====== PAGE

A hole-transporting layer 44 and an organic luminescent layer 46 are formed on the hole injection layer 42 in this order, keeping contact with the side surface of the common bank layer 14. Existing materials can be widely used for those layers 44 and 46.

ADS259BE (brand name; American Dye Source Corp.) is an example of the materials for forming the hole-transporting layer 44, which is described as following chemical formula 1. For the materials for forming the organic luminescent layer 46, ADS109GE (brand name; American Dye Source Corp.) is an example of the macromolecular materials emitting light of green, which is described as following chemical formula 2; ADS111RE (brand name; American Dye Source Corp.) is an example of the macromolecular materials emitting light of red, which is described as following chemical formula 3; and ADS136BE (brand name; American Dye Source Corp.) is an example of the macromolecular materials emitting light of blue, which is described as following chemical formula 4.

============

DO THIS
In the passage about the organic layers, which brand-name material is given as an example of a macromolecular material that emits red light?

====== MATERIAL SHOWN

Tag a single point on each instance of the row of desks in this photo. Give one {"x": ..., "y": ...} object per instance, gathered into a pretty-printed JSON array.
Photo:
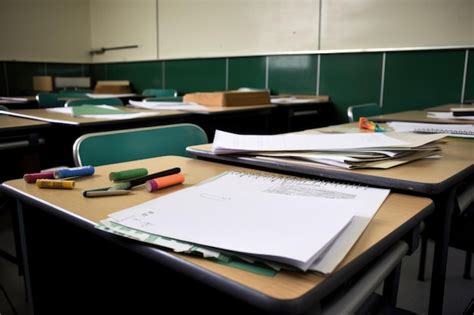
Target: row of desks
[
  {"x": 437, "y": 179},
  {"x": 289, "y": 292},
  {"x": 69, "y": 262},
  {"x": 61, "y": 130}
]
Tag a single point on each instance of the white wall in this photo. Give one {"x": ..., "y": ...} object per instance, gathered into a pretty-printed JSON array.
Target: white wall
[
  {"x": 44, "y": 30},
  {"x": 201, "y": 28},
  {"x": 66, "y": 30},
  {"x": 123, "y": 23},
  {"x": 353, "y": 24}
]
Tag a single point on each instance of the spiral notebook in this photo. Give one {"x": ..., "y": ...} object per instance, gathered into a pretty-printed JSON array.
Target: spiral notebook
[
  {"x": 452, "y": 130},
  {"x": 305, "y": 224}
]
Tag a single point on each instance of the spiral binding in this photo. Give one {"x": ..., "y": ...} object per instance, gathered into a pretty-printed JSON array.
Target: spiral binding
[
  {"x": 299, "y": 180},
  {"x": 437, "y": 130}
]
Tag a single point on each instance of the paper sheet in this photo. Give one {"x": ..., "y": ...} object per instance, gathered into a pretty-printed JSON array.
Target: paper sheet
[
  {"x": 287, "y": 220},
  {"x": 225, "y": 142}
]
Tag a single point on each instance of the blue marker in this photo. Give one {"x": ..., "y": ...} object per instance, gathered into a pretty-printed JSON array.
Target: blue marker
[{"x": 74, "y": 172}]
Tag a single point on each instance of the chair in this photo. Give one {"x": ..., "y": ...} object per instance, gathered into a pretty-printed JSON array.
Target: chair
[
  {"x": 134, "y": 144},
  {"x": 94, "y": 101},
  {"x": 354, "y": 112},
  {"x": 461, "y": 236},
  {"x": 47, "y": 100},
  {"x": 159, "y": 92},
  {"x": 177, "y": 99}
]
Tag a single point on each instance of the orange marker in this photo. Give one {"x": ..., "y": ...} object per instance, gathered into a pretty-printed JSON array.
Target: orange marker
[
  {"x": 55, "y": 183},
  {"x": 162, "y": 182}
]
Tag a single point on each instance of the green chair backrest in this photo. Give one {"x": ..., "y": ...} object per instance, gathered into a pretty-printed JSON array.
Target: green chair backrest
[
  {"x": 134, "y": 144},
  {"x": 75, "y": 90},
  {"x": 159, "y": 92},
  {"x": 46, "y": 100},
  {"x": 354, "y": 112},
  {"x": 94, "y": 101},
  {"x": 164, "y": 99}
]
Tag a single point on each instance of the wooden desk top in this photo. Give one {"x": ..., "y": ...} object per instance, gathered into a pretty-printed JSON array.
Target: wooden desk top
[
  {"x": 14, "y": 123},
  {"x": 54, "y": 117},
  {"x": 447, "y": 107},
  {"x": 417, "y": 116},
  {"x": 425, "y": 175},
  {"x": 398, "y": 215},
  {"x": 212, "y": 110},
  {"x": 312, "y": 99}
]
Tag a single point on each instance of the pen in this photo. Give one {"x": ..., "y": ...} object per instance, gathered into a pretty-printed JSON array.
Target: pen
[
  {"x": 144, "y": 179},
  {"x": 115, "y": 190},
  {"x": 101, "y": 193}
]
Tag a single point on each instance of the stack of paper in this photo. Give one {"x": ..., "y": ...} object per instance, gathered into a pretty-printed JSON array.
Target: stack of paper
[
  {"x": 98, "y": 111},
  {"x": 449, "y": 115},
  {"x": 256, "y": 217},
  {"x": 452, "y": 130},
  {"x": 351, "y": 150}
]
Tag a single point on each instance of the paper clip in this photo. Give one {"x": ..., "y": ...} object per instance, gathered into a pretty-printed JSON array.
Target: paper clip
[{"x": 366, "y": 124}]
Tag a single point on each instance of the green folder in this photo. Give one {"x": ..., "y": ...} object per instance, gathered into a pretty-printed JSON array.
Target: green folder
[{"x": 95, "y": 110}]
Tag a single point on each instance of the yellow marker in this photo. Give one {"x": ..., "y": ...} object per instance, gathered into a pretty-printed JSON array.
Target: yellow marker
[{"x": 55, "y": 183}]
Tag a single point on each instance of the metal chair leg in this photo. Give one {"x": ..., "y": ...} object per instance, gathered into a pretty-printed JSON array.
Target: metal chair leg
[
  {"x": 422, "y": 262},
  {"x": 467, "y": 266}
]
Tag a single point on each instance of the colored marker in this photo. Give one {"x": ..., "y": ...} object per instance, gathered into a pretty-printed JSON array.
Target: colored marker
[
  {"x": 128, "y": 174},
  {"x": 144, "y": 179},
  {"x": 74, "y": 172},
  {"x": 31, "y": 178},
  {"x": 55, "y": 184},
  {"x": 162, "y": 182}
]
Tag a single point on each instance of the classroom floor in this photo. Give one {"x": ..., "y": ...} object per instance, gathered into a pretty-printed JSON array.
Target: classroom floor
[{"x": 413, "y": 294}]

============

FINAL RESULT
ADS111RE, from American Dye Source Corp.